[Named-object pointing records]
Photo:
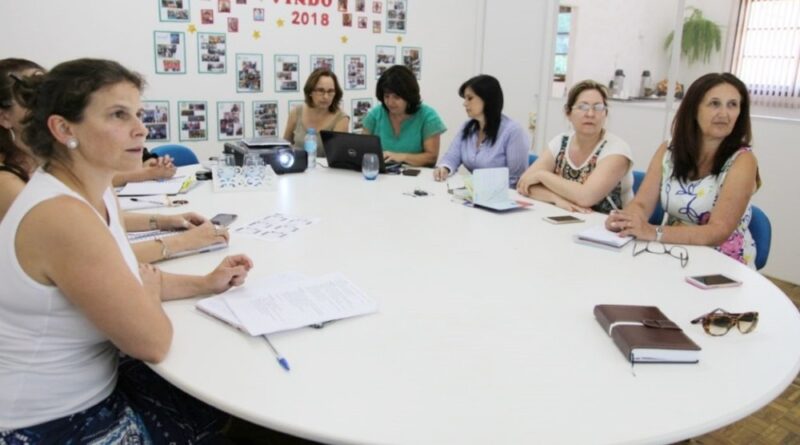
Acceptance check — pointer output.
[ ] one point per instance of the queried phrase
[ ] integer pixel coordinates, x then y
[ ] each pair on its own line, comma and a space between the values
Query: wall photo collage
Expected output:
251, 70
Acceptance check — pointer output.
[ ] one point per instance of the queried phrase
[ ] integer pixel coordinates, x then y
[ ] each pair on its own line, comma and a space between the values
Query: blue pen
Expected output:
281, 360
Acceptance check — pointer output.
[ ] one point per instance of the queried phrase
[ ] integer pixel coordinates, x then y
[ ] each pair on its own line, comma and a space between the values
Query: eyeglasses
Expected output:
323, 92
719, 321
584, 107
657, 248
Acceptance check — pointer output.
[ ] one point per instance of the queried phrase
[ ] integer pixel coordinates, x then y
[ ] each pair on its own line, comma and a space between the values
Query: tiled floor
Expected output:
776, 423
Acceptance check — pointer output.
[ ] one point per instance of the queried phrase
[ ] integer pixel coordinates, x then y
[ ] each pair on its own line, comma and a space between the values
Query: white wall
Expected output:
51, 31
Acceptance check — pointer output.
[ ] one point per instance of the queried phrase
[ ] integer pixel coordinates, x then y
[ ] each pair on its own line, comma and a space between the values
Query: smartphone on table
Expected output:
223, 219
712, 281
562, 219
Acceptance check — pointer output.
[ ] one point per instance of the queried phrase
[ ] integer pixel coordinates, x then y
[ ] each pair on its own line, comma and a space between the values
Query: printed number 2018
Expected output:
304, 18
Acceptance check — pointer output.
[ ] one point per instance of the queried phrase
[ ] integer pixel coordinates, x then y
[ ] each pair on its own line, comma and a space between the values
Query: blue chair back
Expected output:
658, 212
181, 154
761, 229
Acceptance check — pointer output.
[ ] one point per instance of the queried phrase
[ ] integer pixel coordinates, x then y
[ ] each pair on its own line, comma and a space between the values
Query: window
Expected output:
562, 43
767, 52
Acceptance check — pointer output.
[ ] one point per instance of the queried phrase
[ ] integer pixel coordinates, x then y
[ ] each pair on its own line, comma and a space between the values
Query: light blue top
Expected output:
413, 131
510, 149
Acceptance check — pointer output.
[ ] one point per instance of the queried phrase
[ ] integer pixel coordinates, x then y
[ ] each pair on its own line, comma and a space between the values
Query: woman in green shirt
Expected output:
409, 130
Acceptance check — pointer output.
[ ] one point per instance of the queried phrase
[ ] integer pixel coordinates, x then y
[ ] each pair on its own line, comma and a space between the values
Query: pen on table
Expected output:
148, 201
281, 360
611, 201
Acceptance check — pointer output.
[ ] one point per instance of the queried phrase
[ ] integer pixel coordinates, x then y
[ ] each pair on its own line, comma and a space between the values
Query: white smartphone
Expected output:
562, 219
223, 219
712, 281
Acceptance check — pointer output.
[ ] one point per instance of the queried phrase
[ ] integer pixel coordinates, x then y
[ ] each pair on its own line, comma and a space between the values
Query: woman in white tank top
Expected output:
71, 281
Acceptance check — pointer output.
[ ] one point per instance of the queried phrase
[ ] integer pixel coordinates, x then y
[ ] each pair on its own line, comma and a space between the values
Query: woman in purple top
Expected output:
489, 138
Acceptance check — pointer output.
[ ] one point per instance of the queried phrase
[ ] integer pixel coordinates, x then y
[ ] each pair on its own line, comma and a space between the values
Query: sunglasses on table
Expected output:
719, 321
655, 247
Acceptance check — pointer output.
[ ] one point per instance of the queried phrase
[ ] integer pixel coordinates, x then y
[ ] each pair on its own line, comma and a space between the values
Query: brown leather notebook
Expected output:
645, 335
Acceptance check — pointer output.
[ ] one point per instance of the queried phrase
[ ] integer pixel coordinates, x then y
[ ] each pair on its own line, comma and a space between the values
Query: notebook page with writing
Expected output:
314, 301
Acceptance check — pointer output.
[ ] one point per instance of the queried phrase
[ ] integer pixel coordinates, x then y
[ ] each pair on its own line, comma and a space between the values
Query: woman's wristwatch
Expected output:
659, 233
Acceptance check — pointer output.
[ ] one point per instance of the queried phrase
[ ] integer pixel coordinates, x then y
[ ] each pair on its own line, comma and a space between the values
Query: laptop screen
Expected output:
345, 150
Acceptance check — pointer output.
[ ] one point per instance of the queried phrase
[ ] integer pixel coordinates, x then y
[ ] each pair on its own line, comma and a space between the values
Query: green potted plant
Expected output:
701, 37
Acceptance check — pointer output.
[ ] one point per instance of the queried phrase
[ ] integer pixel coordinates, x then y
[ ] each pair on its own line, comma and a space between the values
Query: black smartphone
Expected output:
562, 219
223, 219
712, 281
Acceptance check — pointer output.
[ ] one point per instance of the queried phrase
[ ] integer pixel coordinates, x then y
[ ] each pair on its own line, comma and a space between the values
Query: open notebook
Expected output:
490, 190
602, 237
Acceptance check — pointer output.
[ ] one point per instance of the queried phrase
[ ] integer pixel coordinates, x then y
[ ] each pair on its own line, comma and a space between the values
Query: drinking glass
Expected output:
226, 169
370, 166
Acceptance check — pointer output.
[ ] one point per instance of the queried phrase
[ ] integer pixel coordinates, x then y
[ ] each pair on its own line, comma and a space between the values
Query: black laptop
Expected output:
345, 150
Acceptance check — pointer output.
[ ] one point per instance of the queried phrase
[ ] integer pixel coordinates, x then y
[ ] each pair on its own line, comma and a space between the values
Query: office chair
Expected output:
181, 154
761, 229
658, 212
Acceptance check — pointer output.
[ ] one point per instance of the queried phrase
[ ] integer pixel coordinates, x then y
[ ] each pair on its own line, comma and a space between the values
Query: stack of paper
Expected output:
284, 302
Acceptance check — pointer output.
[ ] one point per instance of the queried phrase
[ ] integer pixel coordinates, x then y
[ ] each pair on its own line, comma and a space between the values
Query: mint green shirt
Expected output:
413, 131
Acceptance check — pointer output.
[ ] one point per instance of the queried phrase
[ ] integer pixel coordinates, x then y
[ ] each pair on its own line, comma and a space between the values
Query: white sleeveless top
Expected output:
53, 361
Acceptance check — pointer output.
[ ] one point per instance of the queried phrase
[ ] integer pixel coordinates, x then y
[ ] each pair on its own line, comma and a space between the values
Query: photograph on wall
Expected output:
230, 117
207, 16
359, 109
192, 121
294, 104
385, 57
321, 61
355, 72
287, 72
155, 116
170, 52
412, 58
173, 10
396, 15
265, 118
249, 73
213, 53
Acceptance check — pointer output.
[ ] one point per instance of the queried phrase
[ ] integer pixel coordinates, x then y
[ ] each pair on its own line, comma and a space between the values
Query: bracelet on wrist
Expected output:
153, 222
165, 253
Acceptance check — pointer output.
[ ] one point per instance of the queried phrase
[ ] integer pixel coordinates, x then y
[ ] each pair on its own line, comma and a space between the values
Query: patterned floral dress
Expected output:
691, 203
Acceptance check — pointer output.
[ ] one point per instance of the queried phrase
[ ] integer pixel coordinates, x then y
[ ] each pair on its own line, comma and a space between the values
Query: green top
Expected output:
413, 131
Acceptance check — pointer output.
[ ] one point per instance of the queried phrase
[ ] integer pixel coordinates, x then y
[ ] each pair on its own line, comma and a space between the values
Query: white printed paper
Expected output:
275, 227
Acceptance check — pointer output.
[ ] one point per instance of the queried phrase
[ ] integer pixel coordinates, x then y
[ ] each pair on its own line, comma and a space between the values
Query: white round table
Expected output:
485, 332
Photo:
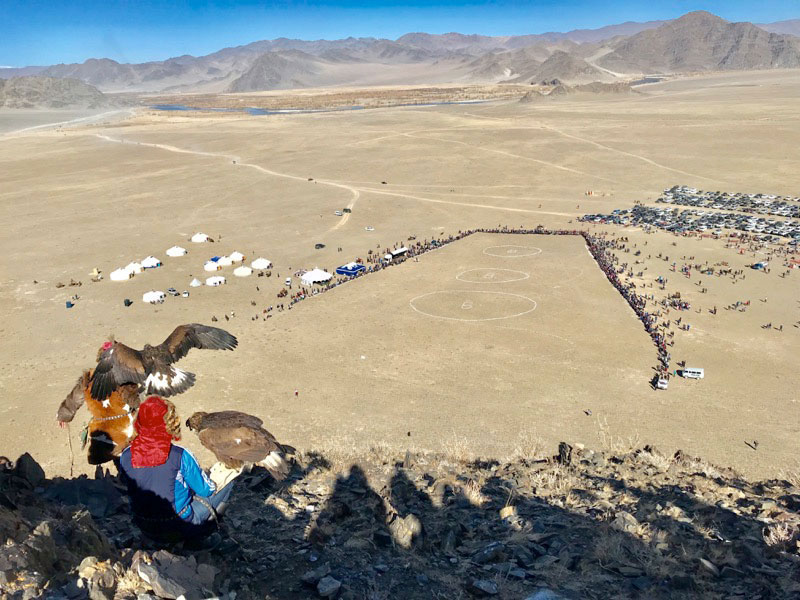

→ **Prompt**
Copy out every line in the entries above that contains the word "wall".

→ **Reply**
Query: wall photo collage
Query: white wall
Query: photograph on wall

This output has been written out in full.